Coordinate labeling data
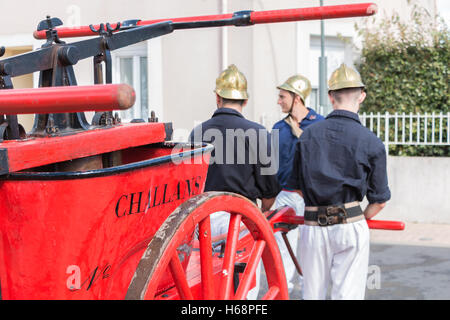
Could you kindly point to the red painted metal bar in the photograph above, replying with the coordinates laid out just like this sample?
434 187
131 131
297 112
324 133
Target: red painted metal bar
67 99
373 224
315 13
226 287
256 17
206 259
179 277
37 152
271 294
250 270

--

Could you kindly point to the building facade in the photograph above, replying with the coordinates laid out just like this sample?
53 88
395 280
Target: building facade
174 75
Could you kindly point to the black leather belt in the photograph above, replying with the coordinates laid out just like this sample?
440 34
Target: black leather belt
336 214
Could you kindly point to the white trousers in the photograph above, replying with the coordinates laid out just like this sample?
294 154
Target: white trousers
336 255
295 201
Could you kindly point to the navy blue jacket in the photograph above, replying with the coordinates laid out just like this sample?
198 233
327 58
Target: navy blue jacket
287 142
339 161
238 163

==

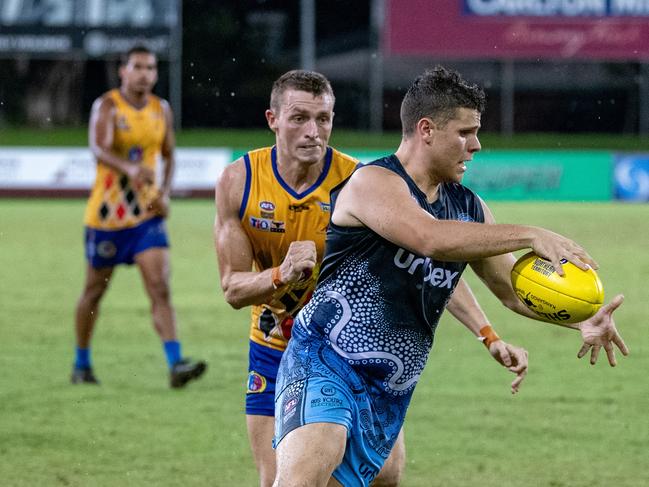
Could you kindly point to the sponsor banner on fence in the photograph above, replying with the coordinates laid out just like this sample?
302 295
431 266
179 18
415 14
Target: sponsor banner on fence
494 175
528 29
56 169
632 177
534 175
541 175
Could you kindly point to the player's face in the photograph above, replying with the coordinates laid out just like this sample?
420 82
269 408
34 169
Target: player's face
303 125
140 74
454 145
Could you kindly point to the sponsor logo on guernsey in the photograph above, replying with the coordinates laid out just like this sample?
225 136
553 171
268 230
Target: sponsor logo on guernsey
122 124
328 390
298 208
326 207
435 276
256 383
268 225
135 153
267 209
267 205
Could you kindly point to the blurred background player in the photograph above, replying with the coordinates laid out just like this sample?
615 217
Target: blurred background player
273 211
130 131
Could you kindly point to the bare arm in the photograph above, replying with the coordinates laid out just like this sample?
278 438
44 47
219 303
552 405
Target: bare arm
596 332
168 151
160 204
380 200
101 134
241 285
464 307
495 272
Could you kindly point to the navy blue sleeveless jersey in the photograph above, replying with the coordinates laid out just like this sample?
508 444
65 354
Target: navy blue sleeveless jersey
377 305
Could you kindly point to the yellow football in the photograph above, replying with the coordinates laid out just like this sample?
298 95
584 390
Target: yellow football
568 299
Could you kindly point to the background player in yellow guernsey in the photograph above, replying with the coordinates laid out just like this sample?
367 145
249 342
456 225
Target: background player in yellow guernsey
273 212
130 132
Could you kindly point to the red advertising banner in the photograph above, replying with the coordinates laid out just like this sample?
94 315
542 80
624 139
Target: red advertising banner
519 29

§ Given task: Please state how many lines in the items above contain the word "building". Reply with the number alone.

§ Result: 2